## Goal of the exercise
Would you retype exactly the lines from the one containing "[[422, 197]]" through the last line of the records below, and nothing else?

## Data
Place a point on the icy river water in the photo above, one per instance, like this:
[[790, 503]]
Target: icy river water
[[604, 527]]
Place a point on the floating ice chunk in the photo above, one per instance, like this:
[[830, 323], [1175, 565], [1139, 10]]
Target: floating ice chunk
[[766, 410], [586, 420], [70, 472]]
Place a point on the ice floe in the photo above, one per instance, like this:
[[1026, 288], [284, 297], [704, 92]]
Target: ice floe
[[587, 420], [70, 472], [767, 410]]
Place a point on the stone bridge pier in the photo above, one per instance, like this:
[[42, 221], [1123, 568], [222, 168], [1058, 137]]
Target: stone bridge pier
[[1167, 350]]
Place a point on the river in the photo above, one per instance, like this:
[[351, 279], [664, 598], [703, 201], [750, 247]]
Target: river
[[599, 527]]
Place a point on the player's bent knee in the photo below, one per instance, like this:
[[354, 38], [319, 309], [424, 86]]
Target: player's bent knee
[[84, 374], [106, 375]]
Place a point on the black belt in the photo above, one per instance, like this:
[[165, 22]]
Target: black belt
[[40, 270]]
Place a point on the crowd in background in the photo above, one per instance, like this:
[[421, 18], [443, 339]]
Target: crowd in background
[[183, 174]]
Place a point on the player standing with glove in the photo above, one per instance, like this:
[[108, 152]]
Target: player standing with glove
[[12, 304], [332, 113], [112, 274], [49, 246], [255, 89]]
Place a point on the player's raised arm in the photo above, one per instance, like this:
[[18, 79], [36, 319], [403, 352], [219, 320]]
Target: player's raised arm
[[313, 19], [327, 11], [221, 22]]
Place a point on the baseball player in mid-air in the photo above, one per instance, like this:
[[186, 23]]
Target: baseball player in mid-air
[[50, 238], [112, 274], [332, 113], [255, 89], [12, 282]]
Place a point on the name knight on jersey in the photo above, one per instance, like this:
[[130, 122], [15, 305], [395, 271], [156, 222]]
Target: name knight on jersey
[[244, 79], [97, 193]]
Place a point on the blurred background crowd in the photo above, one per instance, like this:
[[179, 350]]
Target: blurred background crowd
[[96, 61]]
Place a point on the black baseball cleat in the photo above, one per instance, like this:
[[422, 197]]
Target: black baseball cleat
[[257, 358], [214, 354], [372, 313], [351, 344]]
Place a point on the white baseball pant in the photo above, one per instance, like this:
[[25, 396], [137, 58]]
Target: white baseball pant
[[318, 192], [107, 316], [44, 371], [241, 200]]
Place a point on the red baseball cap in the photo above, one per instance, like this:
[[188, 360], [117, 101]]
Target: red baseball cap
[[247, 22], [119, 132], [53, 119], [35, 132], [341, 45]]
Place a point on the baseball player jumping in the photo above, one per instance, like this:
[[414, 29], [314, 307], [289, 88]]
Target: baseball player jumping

## Task answer
[[422, 197]]
Target: black baseball cleat
[[257, 358], [214, 354], [372, 313], [351, 344]]
Place a point on the white baseball pant in the photo above, one per instance, like this:
[[25, 396], [137, 58]]
Target: white baseball pant
[[318, 192], [107, 316], [44, 371], [241, 200]]
Place a point on the red baseball cap in the photo above, one per instance, like this:
[[188, 360], [117, 101]]
Target: red baseball cap
[[247, 22], [119, 132], [53, 119], [35, 132], [341, 45]]
Place a point on the baseball player jumping in the photo above, one per instance, like this:
[[414, 29], [314, 307], [289, 88]]
Target: baseball player jumping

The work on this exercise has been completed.